** WHAT TO DO **
Your copy should match the records below exactly, except for the pictures.

[Photo-based referring expression data]
/---

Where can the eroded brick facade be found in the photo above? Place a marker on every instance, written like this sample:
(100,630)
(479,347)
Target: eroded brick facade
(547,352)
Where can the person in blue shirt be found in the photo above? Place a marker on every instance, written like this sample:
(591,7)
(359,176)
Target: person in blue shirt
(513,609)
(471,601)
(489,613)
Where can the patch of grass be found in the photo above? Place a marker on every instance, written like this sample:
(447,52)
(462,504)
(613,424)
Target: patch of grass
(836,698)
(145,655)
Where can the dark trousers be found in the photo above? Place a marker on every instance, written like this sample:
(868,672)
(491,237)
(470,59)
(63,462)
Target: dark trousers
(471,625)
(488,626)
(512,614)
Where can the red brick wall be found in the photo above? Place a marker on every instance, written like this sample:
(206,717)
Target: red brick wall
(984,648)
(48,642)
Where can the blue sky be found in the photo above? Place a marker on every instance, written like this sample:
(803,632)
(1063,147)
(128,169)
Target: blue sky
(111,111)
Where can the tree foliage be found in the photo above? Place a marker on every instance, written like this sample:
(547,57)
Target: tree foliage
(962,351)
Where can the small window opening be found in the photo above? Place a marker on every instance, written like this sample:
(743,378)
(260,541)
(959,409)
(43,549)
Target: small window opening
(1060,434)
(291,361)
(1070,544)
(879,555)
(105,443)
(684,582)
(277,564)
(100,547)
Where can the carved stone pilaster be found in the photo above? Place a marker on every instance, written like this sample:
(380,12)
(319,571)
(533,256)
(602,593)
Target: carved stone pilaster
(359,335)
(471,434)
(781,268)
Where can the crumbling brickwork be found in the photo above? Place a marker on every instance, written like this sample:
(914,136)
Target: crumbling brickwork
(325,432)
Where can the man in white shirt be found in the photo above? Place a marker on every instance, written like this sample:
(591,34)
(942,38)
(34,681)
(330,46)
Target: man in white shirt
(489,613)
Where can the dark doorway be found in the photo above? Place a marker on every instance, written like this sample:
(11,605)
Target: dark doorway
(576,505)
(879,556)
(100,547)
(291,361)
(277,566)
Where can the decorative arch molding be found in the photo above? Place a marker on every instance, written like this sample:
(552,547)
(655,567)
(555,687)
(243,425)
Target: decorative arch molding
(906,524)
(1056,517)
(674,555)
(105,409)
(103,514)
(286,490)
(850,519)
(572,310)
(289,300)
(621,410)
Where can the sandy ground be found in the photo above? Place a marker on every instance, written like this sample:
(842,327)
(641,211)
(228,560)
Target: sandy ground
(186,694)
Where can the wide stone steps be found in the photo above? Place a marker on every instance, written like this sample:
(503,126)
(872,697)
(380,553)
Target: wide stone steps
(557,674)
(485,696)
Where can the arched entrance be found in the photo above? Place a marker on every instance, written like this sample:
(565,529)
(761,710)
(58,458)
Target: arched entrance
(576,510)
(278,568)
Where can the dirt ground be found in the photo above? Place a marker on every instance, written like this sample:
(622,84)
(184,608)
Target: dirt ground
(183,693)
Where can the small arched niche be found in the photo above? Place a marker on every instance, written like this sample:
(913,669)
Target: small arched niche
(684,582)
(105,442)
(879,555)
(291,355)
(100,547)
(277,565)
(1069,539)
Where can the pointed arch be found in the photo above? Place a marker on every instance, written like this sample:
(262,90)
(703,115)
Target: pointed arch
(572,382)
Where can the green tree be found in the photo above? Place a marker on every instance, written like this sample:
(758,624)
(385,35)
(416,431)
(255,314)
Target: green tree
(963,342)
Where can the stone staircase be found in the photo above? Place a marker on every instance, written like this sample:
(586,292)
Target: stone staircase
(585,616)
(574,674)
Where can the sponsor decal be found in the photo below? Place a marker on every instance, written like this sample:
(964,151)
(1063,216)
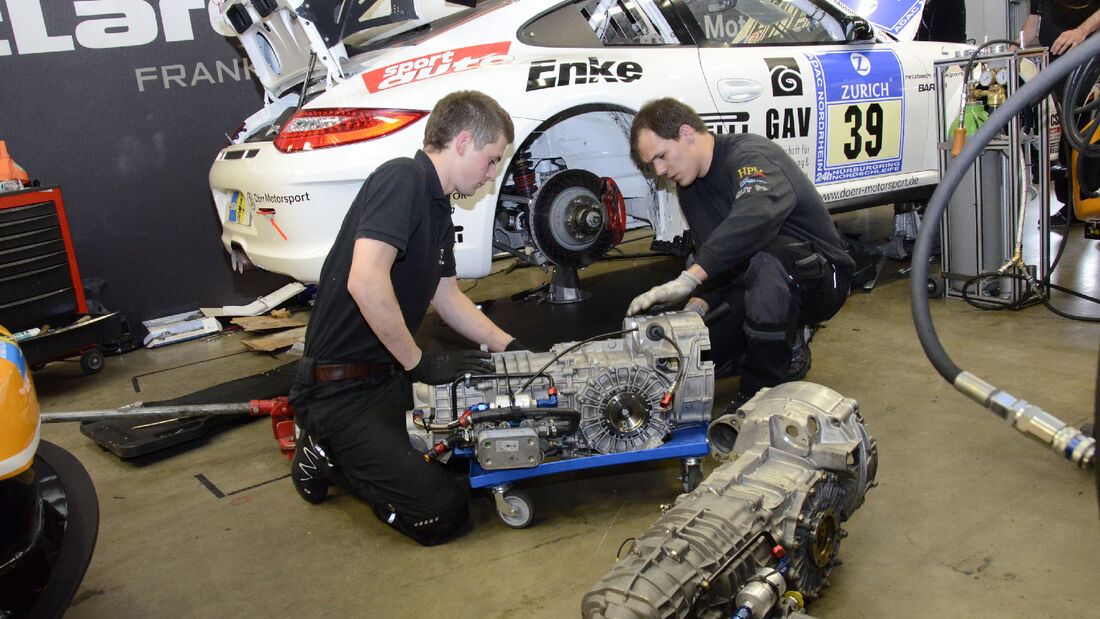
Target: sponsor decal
(749,172)
(785,77)
(729,122)
(859,113)
(890,15)
(550,74)
(869,189)
(436,65)
(256,199)
(99,25)
(751,178)
(791,122)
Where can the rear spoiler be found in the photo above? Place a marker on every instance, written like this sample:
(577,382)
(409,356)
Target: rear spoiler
(281,35)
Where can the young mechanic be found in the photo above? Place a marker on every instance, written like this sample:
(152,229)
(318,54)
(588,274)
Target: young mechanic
(393,256)
(765,244)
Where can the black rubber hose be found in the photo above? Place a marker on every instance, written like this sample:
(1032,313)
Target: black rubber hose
(922,252)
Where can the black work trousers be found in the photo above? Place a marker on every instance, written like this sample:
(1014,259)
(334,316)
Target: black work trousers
(360,423)
(782,288)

\---

** RESPONSE BELOW **
Where can the eroded brick facade be found in the photo above? Place a marker on every instance, written like this sample:
(100,630)
(479,347)
Target: eroded brick facade
(547,352)
Where can the person in blue shirt be found in the photo above? Place a marker on every instance, written like this sample:
(591,7)
(359,176)
Target: person in blue shirt
(513,609)
(471,601)
(489,613)
Where can the patch of grass be found in the photo above? Place a marker on every instance, written like this sample:
(447,52)
(462,504)
(613,424)
Target: patch of grass
(836,698)
(145,655)
Where can the dark trousers be found in the photo above? Place a marker on every instance, written like this sample:
(868,672)
(491,237)
(470,59)
(63,462)
Target: dark trousers
(471,625)
(488,626)
(512,614)
Where can the red brick wall be found in the photo above? Place a marker on every instance, written like this sample:
(206,717)
Target: red brick wall
(984,648)
(48,642)
Where can the blue sky be found in the photo above? Place a marker on every instance, written like this sample:
(803,632)
(1063,147)
(128,169)
Target: blue sky
(111,111)
Where can the tree foliage be found in the photo above? Place a marker on every instance, written like this sample:
(547,57)
Target: tree foliage
(962,351)
Where can the small window opening be found in the photo above? Place a marker on every instance, written like this sample:
(743,378)
(260,541)
(959,409)
(43,549)
Target: small window opening
(1060,434)
(291,361)
(1070,544)
(879,555)
(105,443)
(684,582)
(277,564)
(100,547)
Where can the carved stone pilaster be found in the photo above? Place a marker on every instance, written like this sample:
(380,12)
(319,571)
(533,256)
(602,593)
Target: carved stone pilaster
(359,335)
(471,434)
(781,268)
Where can the crumbling brickwork be found in the photo above? Place a marker on every instance, written like this sample:
(914,136)
Target: crumbling brickwork
(325,432)
Where can the man in white shirt be found in the photo above? Place a marker on every instance, written like this sample:
(591,34)
(942,38)
(34,681)
(330,46)
Target: man in white shirt
(489,613)
Where can the dark doorway be found in the photo above? Place a marker on every instance, written like this sample:
(11,605)
Target: dark doorway
(576,505)
(879,556)
(100,547)
(291,361)
(277,566)
Where can the decorative arch molding be found in the photo above? Place a marker on every instance, written like this sample:
(552,547)
(655,567)
(555,687)
(243,425)
Target: decorative arch molding
(906,524)
(1056,517)
(674,555)
(105,409)
(103,514)
(286,490)
(850,519)
(572,310)
(289,300)
(621,410)
Where can the sandy ground be found in the photo above? Place a marker on every instance, written like this sample:
(842,327)
(641,211)
(228,560)
Target: sandy ground
(186,694)
Where can the wide stone steps be found in the photo above? Place a marker on every instance, written like this sample:
(503,126)
(872,697)
(380,553)
Target: wide stone steps
(557,674)
(485,696)
Where can the arched entrance be found in the photo above? Place a marker on every instance, written like this sample:
(565,529)
(761,710)
(58,458)
Target: arched entrance
(576,510)
(278,568)
Where can the dirt ground be found in the photo above? Place a marker on every instance, written like this sample:
(622,84)
(184,608)
Target: dirt ground
(183,693)
Where can the small arched niche be found in the photo above? Place a marker on every instance, written like this sample:
(913,669)
Target: small arched niche
(684,582)
(105,442)
(879,555)
(291,355)
(100,547)
(277,565)
(1069,539)
Where can the pointed arch be found in the photo above? Place a marker on every instance, written like this sample:
(262,90)
(703,115)
Target: pointed arch
(572,382)
Where can the green tree be found in the photo above? Place a marker on every instance, written like this sample:
(758,624)
(385,35)
(416,431)
(255,314)
Target: green tree
(963,342)
Where can the stone staircase be found in the photo above? Place a marker on every instance, written like this sample:
(586,292)
Target: stone staircase
(585,616)
(574,674)
Where can the sponsor decal be found in the photo below? Place a marker on every instance, written like this sample:
(964,151)
(1063,216)
Target: sponsor decal
(749,172)
(785,77)
(729,122)
(859,113)
(890,15)
(550,74)
(869,189)
(436,65)
(256,199)
(99,25)
(751,178)
(791,122)
Where can the rear spoiler be found in the photo above? Place a marker on every instance, written like this sample:
(577,382)
(409,356)
Target: rear spoiler
(281,35)
Where can the young mechanic be found in the photo above? Place a marker on every instance, written like this sample:
(152,229)
(318,54)
(588,274)
Target: young mechanic
(393,256)
(765,244)
Where can the black rubber hose be found in the photo above? Place a marker on every instance, written like this sample:
(1032,313)
Target: black rubber hose
(922,252)
Where can the black work trousers be found in the photo above? Place a marker on every instance, written like this sample:
(1014,259)
(334,316)
Target: black work trousers
(360,423)
(782,288)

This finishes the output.